- STATED EXERCISE: Quote the entries in full, character for character, without their images.

- Object pointing dataset rows:
((
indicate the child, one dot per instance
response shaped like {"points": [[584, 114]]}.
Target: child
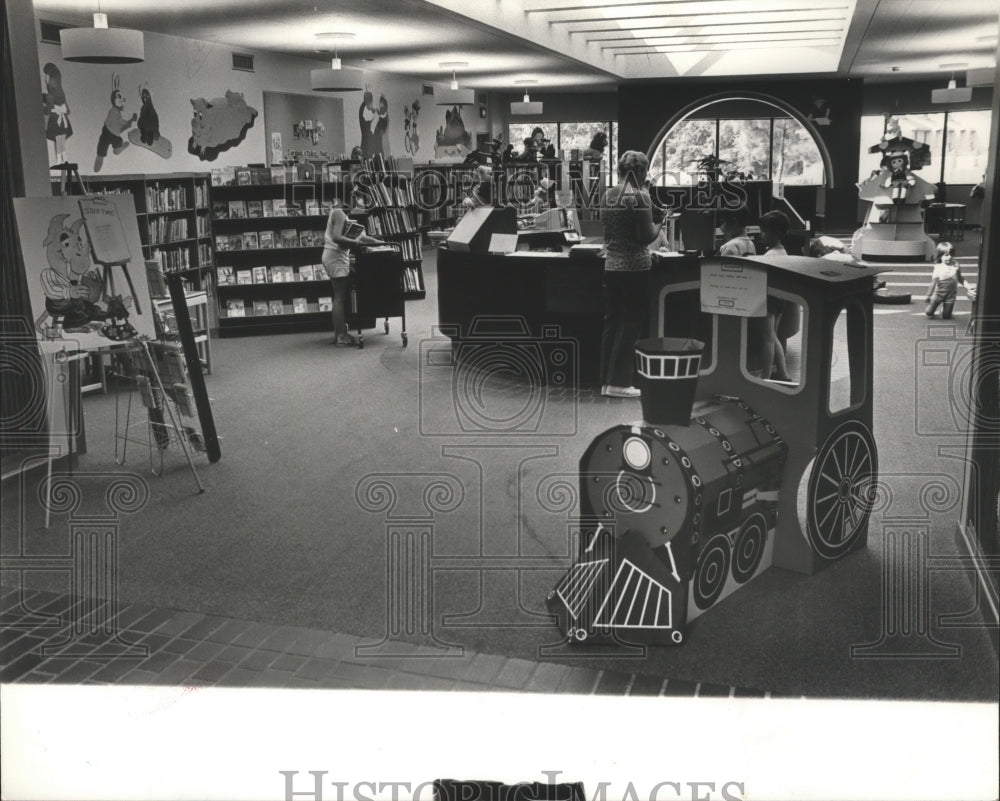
{"points": [[944, 282]]}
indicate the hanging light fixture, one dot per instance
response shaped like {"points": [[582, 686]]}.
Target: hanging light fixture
{"points": [[336, 77], [453, 96], [954, 93], [101, 44], [526, 106]]}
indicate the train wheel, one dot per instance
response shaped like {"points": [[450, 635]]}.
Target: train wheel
{"points": [[837, 490], [712, 571], [749, 547]]}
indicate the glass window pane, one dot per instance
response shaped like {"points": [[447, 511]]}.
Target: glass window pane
{"points": [[968, 147], [676, 158], [745, 144], [797, 161], [872, 128], [929, 129]]}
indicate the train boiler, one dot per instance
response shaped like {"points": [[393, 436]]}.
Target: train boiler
{"points": [[730, 471], [682, 508]]}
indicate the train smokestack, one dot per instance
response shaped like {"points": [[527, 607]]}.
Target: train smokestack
{"points": [[668, 377]]}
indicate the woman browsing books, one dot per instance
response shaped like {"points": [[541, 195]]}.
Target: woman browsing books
{"points": [[340, 236]]}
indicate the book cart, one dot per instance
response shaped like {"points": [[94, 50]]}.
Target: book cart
{"points": [[377, 289]]}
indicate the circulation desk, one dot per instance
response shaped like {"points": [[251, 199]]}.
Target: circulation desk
{"points": [[542, 295]]}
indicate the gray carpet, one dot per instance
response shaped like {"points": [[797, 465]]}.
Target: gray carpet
{"points": [[292, 527]]}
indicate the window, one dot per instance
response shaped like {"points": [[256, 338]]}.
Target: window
{"points": [[967, 148], [779, 149], [959, 143]]}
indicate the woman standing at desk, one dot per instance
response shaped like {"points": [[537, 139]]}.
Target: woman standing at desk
{"points": [[626, 211]]}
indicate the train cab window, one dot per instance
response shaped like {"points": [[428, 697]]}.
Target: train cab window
{"points": [[682, 317], [845, 379], [773, 346]]}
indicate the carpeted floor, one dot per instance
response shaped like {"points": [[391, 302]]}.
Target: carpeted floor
{"points": [[332, 457]]}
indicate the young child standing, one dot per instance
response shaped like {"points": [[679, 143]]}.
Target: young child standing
{"points": [[945, 279]]}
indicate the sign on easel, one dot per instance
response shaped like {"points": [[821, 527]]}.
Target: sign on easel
{"points": [[71, 248]]}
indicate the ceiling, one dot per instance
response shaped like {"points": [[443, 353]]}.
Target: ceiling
{"points": [[584, 44]]}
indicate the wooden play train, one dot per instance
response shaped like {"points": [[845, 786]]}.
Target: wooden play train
{"points": [[708, 491]]}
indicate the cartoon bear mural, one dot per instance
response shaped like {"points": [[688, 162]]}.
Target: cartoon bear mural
{"points": [[219, 124], [452, 140]]}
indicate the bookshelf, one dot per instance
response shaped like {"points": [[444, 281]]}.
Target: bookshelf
{"points": [[386, 204], [175, 223], [269, 224]]}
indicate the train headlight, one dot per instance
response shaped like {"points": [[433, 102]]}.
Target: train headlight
{"points": [[636, 452]]}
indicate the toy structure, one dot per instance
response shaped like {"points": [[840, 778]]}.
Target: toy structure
{"points": [[894, 229], [728, 473]]}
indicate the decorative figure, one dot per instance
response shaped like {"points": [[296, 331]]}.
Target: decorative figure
{"points": [[115, 125], [57, 125], [411, 136], [147, 131], [895, 227], [219, 125]]}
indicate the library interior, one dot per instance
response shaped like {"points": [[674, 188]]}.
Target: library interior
{"points": [[567, 347]]}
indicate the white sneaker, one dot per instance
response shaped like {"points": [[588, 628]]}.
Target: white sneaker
{"points": [[621, 392]]}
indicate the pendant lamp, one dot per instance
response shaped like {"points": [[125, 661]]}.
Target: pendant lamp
{"points": [[101, 44], [453, 96], [526, 106], [335, 78]]}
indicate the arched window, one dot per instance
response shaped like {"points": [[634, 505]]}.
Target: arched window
{"points": [[751, 138]]}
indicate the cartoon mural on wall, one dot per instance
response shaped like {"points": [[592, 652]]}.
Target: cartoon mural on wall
{"points": [[374, 124], [115, 124], [411, 136], [219, 124], [56, 110], [147, 132], [452, 140]]}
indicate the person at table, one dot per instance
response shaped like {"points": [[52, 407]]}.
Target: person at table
{"points": [[626, 212]]}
))
- EXPECTED ANSWER:
indicate the child, one dot per instance
response shaped like {"points": [[584, 114]]}.
Target: child
{"points": [[944, 282]]}
indicate the hanging light fixture, one dot per instance
response shaped like {"points": [[582, 686]]}.
Target: hanging light fixture
{"points": [[336, 77], [453, 96], [954, 93], [101, 44], [526, 106]]}
indicate the train wheel, one dot per instance
response shaped like {"points": [[450, 635]]}.
Target: train wheel
{"points": [[837, 490], [712, 571], [749, 547]]}
indicate the glass window pane, one dot per instance
response shaped like {"points": [[447, 511]]}.
Target: glass window pane
{"points": [[968, 147], [676, 158], [745, 144], [797, 161], [872, 128], [929, 129]]}
indicate the train boiler, one dot per instance
response shaped like {"points": [[393, 436]]}.
Target: train boiler
{"points": [[730, 471], [682, 508]]}
indicate the train smokestack, one dot per instance
response shaped like {"points": [[527, 607]]}.
Target: train smokestack
{"points": [[668, 377]]}
indicate the woman browsing books, one dot per instance
response shaped like {"points": [[541, 195]]}.
Target: woman browsing books
{"points": [[340, 236]]}
indicate the book cart, one dot per instance
response shaped like {"points": [[94, 50]]}.
Target: book cart
{"points": [[377, 289]]}
indicate the circulation desk, one dot per instance
response shaped like {"points": [[251, 199]]}.
Target: circulation desk
{"points": [[542, 295]]}
indicate the gray carpet, one dot per instance
response shaped like {"points": [[797, 465]]}.
Target: gray carpet
{"points": [[292, 527]]}
indicate the window, one dot per instance
response shaped like {"points": [[256, 338]]}.
Target: window
{"points": [[967, 148], [779, 149], [959, 143]]}
indicate the woman standing at desk, one dot per instance
response shaped like {"points": [[537, 139]]}.
Target: woman standing at desk
{"points": [[626, 211]]}
indicate the train cab window, one dot per instance
response shaped like {"points": [[428, 697]]}.
Target: train cab window
{"points": [[682, 317], [845, 379], [773, 346]]}
indicate the carpeted floor, one dot per instance
response shaped like {"points": [[391, 302]]}.
Target: carpeted floor
{"points": [[332, 457]]}
indicate the young child standing, one dot per instance
response shaped like {"points": [[679, 143]]}.
Target: young child standing
{"points": [[945, 279]]}
indicate the sign on easel, one dot per instance
response shaped like {"points": [[821, 527]]}.
Target: sign on easel
{"points": [[71, 248]]}
indicate the ceiling, one dot per instance
response shaped like {"points": [[443, 353]]}.
Target: ceiling
{"points": [[584, 44]]}
indicate the wooden play train, one dot per instance
response shaped like {"points": [[845, 786]]}.
Target: wooden play train
{"points": [[708, 491]]}
indicate the cartoon bear mural, one dot per instance
response shaped like {"points": [[688, 162]]}.
Target: cartoon bear mural
{"points": [[219, 124], [452, 140]]}
indicate the bookshelf, one dot per instance
response shaped like {"points": [[444, 281]]}.
Target: bookshelf
{"points": [[386, 204], [175, 223], [269, 224]]}
indicate the train headlight, one dot per instance
response shaped like {"points": [[433, 102]]}.
Target: train headlight
{"points": [[636, 452]]}
indicate the toy structure, one dot per instance
response shaped like {"points": [[840, 778]]}.
Target: toy structure
{"points": [[894, 229], [728, 473]]}
indicate the decorative figure, one dot per instance
response shaped like {"points": [[296, 331]]}.
Target: decorative figure
{"points": [[115, 125], [57, 125], [411, 136], [147, 131], [895, 227], [219, 125]]}
indicate the library interior, one dot per instance
response shaped like {"points": [[674, 188]]}.
Target: library interior
{"points": [[567, 347]]}
indicate the white sneaker, one dot per instance
response shaped like {"points": [[588, 628]]}.
Target: white sneaker
{"points": [[621, 392]]}
indicate the pendant lamp, one dot per instance
response shaped like {"points": [[125, 661]]}.
Target: pendant lamp
{"points": [[101, 44], [453, 96], [526, 106], [335, 78]]}
indicate the arched window, one dot per instance
response shaped like {"points": [[634, 505]]}.
Target: arched window
{"points": [[751, 138]]}
indicate the cartoon mural on wall, one dot per instance
response shaped like {"points": [[592, 652]]}.
Target: cartoon mural on wall
{"points": [[374, 124], [115, 124], [411, 136], [219, 124], [56, 110], [147, 132], [452, 140]]}
indicate the person at table, one dot per instance
response shaped like {"points": [[52, 407]]}.
Target: person at table
{"points": [[626, 212]]}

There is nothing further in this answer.